__TASK__: Each line in the entries below that holds the word "road" belongs in the answer.

__Natural language region descriptions__:
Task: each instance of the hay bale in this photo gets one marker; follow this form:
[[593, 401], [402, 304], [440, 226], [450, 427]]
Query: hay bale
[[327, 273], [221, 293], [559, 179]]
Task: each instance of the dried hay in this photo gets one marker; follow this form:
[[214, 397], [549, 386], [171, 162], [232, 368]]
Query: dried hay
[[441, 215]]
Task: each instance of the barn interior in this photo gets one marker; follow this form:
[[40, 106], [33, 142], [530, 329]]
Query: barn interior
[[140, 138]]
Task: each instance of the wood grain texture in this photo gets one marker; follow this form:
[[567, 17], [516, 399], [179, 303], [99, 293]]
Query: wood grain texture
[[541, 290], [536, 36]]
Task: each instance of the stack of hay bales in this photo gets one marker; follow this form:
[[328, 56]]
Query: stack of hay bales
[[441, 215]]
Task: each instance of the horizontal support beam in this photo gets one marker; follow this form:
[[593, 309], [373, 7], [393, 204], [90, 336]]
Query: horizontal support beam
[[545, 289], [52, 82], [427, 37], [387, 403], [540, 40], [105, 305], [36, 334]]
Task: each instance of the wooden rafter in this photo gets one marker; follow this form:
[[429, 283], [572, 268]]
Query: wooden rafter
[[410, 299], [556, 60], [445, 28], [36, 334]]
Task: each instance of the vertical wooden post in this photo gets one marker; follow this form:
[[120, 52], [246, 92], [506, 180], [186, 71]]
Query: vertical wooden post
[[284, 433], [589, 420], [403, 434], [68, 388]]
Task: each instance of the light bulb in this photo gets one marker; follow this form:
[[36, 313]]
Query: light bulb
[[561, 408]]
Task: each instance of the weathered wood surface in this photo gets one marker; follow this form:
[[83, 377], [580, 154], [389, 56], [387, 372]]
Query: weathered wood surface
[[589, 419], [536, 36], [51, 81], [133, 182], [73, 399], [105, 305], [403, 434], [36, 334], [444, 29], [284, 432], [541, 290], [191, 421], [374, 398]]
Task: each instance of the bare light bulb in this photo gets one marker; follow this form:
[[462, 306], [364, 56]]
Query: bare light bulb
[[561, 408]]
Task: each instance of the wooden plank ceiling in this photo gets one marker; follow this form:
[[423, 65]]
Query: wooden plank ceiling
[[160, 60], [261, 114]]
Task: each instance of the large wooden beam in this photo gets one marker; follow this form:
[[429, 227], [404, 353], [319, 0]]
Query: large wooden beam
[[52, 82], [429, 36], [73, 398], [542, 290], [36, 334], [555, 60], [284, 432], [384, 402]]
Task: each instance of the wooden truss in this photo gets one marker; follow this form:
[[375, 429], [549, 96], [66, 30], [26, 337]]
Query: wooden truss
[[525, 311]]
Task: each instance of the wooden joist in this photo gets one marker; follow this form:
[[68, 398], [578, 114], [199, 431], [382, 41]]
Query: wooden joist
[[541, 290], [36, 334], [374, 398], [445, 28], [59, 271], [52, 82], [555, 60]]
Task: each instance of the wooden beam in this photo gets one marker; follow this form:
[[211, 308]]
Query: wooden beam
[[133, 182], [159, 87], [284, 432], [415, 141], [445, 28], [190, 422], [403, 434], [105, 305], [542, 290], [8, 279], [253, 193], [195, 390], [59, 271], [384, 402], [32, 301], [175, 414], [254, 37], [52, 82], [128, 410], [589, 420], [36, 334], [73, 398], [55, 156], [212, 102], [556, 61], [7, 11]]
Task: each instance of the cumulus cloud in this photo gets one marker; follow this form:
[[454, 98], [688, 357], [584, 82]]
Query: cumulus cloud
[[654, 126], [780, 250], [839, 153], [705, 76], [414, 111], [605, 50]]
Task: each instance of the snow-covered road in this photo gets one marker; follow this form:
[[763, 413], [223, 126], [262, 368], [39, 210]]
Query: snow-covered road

__SOLUTION TO THIS EXERCISE__:
Task: each instance of the snow-covered road in this photo gets one marker; follow this form:
Query: snow-covered road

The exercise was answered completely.